[Objective] Can you repeat the material word for word, from the line with "Target — snowdrift" up to and including its last line?

* START Items *

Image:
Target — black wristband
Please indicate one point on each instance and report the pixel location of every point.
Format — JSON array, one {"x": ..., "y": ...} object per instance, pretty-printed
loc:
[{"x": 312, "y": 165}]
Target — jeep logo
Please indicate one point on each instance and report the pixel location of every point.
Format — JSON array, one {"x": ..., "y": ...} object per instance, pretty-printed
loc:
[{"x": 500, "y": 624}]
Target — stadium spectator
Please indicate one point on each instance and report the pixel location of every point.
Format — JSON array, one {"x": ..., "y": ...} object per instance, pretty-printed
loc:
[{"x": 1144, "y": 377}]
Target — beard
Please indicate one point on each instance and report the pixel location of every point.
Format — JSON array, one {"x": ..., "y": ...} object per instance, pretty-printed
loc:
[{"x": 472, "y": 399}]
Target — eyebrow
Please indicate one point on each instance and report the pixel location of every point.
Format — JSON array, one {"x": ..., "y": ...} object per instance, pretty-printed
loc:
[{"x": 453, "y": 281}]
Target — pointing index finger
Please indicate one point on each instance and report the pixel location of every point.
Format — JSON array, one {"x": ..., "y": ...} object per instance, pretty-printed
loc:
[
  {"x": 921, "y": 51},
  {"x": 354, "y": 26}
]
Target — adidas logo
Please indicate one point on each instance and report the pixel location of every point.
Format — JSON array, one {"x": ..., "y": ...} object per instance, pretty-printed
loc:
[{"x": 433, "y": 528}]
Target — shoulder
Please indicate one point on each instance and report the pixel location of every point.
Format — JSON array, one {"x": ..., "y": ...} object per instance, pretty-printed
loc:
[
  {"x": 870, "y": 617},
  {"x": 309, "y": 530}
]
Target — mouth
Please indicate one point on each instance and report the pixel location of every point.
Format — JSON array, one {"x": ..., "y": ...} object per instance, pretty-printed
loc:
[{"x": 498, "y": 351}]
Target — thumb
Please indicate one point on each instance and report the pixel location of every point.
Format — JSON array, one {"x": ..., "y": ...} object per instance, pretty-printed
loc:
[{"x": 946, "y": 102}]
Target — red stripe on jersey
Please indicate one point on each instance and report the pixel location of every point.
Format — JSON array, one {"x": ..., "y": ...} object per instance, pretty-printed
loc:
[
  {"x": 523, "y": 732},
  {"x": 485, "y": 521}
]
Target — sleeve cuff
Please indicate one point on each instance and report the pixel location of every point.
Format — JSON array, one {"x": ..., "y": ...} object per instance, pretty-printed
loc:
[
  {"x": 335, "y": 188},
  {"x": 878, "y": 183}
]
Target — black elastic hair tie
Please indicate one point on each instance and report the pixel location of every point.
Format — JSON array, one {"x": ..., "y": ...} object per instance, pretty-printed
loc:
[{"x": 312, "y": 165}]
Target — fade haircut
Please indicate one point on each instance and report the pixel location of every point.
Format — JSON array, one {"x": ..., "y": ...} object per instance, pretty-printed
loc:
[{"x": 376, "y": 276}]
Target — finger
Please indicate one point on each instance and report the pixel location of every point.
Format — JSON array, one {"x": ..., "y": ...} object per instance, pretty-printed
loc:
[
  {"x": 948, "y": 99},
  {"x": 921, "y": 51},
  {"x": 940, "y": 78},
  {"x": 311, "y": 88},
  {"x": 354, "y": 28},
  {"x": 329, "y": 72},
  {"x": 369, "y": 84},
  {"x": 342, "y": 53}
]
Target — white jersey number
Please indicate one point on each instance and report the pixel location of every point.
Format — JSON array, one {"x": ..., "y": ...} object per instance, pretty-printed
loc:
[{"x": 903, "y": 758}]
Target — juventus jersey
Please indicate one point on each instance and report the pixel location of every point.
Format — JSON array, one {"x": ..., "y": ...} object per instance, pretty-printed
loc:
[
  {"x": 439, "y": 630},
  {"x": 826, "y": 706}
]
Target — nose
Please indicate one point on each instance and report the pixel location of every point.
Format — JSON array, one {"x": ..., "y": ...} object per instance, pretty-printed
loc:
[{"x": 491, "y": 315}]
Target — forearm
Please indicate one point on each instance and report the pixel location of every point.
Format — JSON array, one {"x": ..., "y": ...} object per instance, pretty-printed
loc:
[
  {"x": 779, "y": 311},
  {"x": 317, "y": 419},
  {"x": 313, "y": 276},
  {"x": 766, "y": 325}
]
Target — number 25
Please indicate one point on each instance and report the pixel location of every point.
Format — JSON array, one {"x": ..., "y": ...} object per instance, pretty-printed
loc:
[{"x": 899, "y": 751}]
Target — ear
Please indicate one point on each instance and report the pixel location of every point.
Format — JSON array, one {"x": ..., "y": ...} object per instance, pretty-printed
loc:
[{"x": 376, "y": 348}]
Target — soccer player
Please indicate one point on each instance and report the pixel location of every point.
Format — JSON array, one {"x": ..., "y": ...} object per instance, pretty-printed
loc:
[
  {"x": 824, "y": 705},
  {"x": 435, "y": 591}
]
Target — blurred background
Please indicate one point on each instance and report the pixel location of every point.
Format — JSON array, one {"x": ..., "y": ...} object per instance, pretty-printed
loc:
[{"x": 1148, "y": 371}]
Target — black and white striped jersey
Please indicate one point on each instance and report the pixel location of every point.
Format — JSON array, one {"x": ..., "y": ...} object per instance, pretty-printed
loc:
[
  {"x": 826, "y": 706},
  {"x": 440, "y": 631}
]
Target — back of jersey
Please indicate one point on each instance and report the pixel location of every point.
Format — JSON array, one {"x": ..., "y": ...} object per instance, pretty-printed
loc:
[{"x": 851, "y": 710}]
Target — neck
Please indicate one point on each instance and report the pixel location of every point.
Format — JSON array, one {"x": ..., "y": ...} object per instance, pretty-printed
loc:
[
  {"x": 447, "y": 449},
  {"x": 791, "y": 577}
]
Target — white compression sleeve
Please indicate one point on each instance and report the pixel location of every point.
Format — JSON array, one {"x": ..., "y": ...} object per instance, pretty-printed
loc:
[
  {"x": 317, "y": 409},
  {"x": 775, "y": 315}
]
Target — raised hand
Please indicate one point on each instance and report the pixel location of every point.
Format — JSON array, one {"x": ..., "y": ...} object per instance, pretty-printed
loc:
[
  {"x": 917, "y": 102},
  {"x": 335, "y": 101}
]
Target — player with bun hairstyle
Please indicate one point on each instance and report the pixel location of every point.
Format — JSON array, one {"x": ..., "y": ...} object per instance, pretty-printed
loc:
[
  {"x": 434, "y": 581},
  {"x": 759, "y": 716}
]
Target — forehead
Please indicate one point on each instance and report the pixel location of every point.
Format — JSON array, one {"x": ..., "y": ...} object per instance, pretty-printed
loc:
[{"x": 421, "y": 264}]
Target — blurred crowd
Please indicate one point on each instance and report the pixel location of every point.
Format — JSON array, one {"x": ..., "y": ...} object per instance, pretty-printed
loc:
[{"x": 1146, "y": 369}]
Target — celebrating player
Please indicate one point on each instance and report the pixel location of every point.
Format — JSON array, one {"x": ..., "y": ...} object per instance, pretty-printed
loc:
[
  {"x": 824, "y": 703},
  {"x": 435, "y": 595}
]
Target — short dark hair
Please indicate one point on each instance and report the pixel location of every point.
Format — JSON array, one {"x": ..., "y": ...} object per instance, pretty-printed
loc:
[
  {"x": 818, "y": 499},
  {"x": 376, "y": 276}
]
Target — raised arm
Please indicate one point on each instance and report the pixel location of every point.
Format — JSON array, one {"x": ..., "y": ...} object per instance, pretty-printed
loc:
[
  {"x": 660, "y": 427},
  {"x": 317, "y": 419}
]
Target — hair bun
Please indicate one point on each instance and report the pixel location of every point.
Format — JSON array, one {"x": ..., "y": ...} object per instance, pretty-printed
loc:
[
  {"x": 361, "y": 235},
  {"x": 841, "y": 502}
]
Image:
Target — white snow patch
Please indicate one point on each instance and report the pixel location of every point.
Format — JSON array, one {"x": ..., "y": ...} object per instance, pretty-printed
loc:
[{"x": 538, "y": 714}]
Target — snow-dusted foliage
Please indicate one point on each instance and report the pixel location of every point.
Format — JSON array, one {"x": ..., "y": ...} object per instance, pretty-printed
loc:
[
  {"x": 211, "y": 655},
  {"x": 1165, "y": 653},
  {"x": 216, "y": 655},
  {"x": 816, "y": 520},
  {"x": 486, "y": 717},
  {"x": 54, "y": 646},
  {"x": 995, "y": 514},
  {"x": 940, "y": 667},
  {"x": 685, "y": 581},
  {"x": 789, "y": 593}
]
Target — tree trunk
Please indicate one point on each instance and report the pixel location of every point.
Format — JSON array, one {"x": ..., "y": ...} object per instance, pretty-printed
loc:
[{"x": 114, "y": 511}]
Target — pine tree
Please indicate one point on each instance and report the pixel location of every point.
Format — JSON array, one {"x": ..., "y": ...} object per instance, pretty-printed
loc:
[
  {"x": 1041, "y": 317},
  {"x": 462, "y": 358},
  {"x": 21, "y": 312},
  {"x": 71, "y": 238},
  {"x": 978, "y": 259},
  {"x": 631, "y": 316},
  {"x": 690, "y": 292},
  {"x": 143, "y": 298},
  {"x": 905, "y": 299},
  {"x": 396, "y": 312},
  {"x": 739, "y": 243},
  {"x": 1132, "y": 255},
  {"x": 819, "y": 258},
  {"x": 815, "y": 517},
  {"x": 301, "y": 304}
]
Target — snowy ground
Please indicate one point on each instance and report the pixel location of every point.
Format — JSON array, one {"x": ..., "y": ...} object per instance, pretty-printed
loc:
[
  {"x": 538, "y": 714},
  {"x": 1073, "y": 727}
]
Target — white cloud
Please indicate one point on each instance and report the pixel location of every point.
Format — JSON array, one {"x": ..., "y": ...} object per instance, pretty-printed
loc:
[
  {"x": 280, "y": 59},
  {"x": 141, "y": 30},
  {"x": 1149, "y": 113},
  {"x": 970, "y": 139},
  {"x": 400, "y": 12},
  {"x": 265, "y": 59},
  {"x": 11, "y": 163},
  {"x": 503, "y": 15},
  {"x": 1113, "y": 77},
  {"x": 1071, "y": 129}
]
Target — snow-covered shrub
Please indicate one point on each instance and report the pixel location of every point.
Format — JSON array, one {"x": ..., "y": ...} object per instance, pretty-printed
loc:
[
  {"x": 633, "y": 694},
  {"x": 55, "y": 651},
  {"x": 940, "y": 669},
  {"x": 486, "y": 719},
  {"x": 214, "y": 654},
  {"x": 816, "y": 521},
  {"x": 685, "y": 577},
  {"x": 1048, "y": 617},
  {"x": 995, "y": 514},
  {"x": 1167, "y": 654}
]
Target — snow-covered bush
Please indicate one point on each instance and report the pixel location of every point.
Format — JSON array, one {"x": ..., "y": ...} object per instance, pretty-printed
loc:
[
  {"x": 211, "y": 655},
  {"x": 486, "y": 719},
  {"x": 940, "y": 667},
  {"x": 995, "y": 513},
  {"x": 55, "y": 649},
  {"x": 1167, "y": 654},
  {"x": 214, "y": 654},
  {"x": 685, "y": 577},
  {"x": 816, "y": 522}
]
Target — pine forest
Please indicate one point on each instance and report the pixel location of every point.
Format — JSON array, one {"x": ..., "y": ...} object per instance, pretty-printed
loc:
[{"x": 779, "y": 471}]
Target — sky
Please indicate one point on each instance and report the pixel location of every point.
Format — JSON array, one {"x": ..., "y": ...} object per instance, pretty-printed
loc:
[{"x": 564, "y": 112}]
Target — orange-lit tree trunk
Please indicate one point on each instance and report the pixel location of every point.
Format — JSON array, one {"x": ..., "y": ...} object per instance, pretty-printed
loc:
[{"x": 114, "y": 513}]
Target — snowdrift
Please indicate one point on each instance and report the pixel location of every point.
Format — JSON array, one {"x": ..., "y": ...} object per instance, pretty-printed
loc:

* END Items *

[Output below]
Target — snowdrift
Please indicate one point on each instance and report the pixel location of every point.
Format — JSON array, one {"x": ..., "y": ...} object per instance, pretty-printed
loc:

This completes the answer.